▶ [提示された文章]:
______________________________

離婚をきっかけに家を売却したいと考えてはいるものの「住宅ローンが残っている家を売却できるのか」と、心配していませんか?
結論からお伝えすると、住宅ローンが残っていても家の売却は可能です。
ただし離婚が絡む売却には財産分与が関係してくるため、手続きがやや複雑になる場合があります。そこで本記事では、離婚に関する住宅売却の基本をお伝えしていきます。離婚をきっかけに家を売りたいと考えている方はぜひ、参考にしてください。
- 離婚時に家を売却する際、住宅ローンが残っていても売却可能だが、財産分与やローン名義の手続きが必要。
- オーバーローンの場合、任意売却などを検討する。
- 住宅ローン残債や不動産価値を確認し、夫婦間での財産分与を取り決めることが重要。
目次
離婚時の住宅ローンと財産分与について
離婚するときには、夫婦が築き上げてきた財産を公平に分配します。
これを「財産分与」といって、預貯金や車、証券、保険解約返戻金、退職金などの財産が対象です。そして、夫婦で暮らしていた「家」も財産分与の対象となります。
まずは、離婚時の住宅ローンと財産分与の理解を深めていきましょう。
住宅ローンは財産分与に考慮される
先ほどもお伝えしたように、持ち家やマンションなどの家も財産分与の対象です。そして住んでいる家だけではなく、住宅ローンのような負債も財産分与に“考慮”されます。負債を財産分与する際には、プラスの財産も含めた財産全体から、ローンの負債を差し引いた金額を夫婦で分ける場合がほとんどです。
たとえば住宅ローンが2,000万円残っている家が3,000万円で売れたら、3,000万円から住宅ローン2,000万円を差し引いた1,000万円を夫婦で分けることになります。

______________________________

▶ [依頼文 a]: 離婚時の住宅売却についての文章に照らして、次の(i)〜(iii)の記述が内容と合っているかを判断してください。(i) 住宅ローンが残っている家でも売却することはできる。(ii) 退職金は財産分与の対象に含まれない。(iii) 住宅ローンが2,000万円残っている家が3,000万円で売れた場合、夫婦で分けるのは3,000万円である。それぞれ「はい」か「いいえ」で答え、決め手となる文章中の語句をそのまま引用してください。
上の文章と記録は、互いに関係のない別々のものです。

▶ [課題用データ]:
______________________________

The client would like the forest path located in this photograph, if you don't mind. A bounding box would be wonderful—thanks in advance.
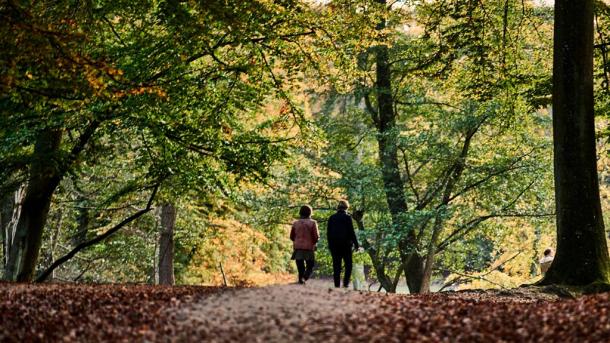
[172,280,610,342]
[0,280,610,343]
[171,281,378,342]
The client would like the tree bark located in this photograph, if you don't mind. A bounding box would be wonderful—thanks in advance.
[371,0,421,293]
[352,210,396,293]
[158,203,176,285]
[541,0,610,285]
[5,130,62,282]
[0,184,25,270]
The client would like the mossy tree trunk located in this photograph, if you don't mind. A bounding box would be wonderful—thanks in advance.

______________________________

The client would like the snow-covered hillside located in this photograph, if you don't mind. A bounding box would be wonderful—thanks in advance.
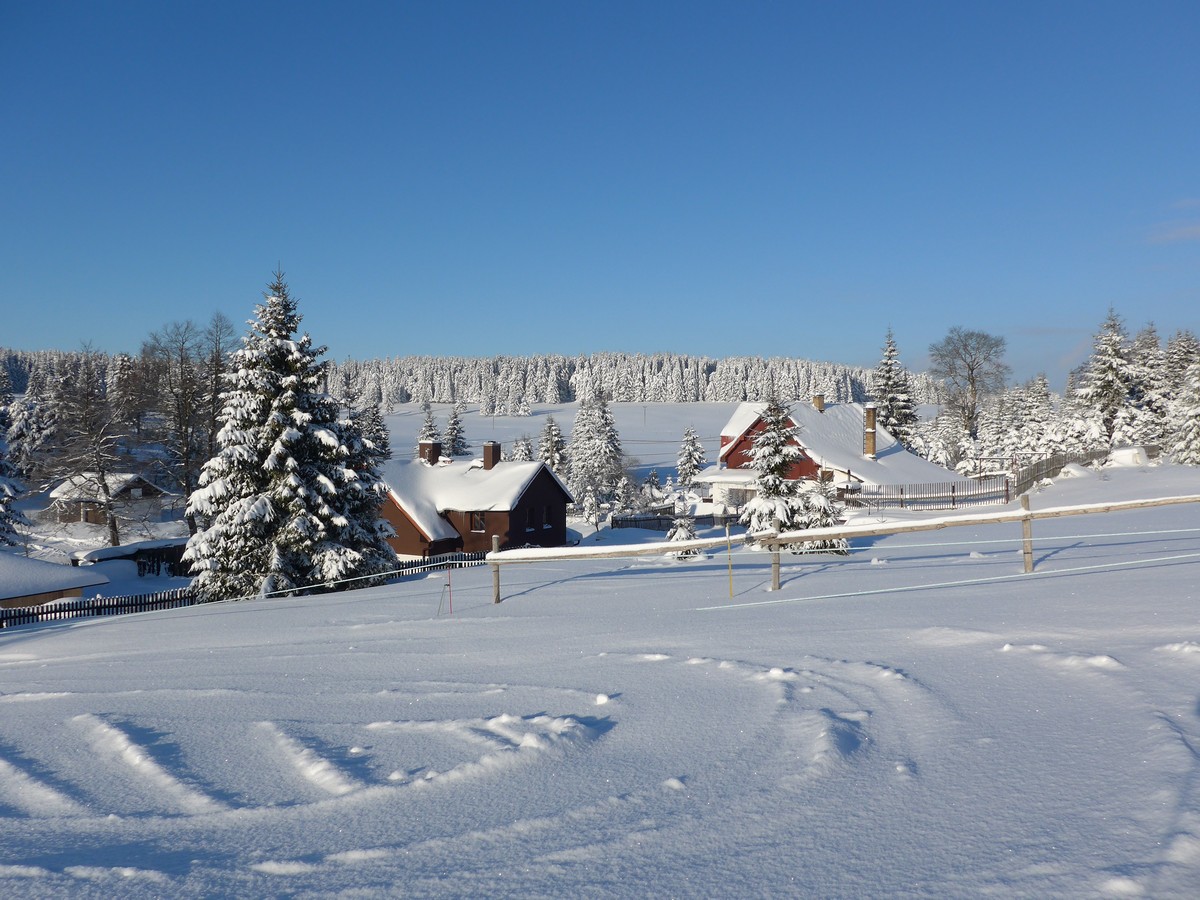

______________________________

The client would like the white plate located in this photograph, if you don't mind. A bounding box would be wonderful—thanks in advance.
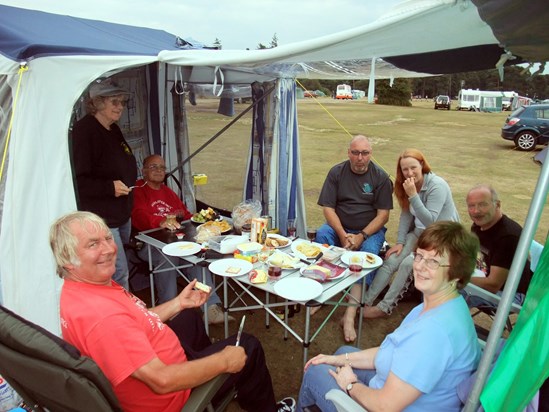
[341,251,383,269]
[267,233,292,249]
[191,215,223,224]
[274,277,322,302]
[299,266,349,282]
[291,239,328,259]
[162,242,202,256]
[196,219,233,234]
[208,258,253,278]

______________________________

▶ [依頼文 b]: 記録のうち、「The client would like the forest」を含む行から始まり「The client would like the mossy」を含む行で終わる範囲の行だけを、「photograph」を「image」に置き換えて、ほかは一切変えずにもう一度書いてください。画像は解答に含めないでください。

▶ [解答全文 a]:
(i) はい。「住宅ローンが残っていても家の売却は可能です」
(ii) いいえ。「預貯金や車、証券、保険解約返戻金、退職金などの財産が対象です」
(iii) いいえ。「3,000万円から住宅ローン2,000万円を差し引いた1,000万円を夫婦で分けることになります」

▶ [解答全文 b]:
The client would like the forest path located in this image, if you don't mind. A bounding box would be wonderful—thanks in advance.
[172,280,610,342]
[0,280,610,343]
[171,281,378,342]
The client would like the tree bark located in this image, if you don't mind. A bounding box would be wonderful—thanks in advance.
[371,0,421,293]
[352,210,396,293]
[158,203,176,285]
[541,0,610,285]
[5,130,62,282]
[0,184,25,270]
The client would like the mossy tree trunk located in this image, if you don't mind. A bounding box would be wonderful—thanks in advance.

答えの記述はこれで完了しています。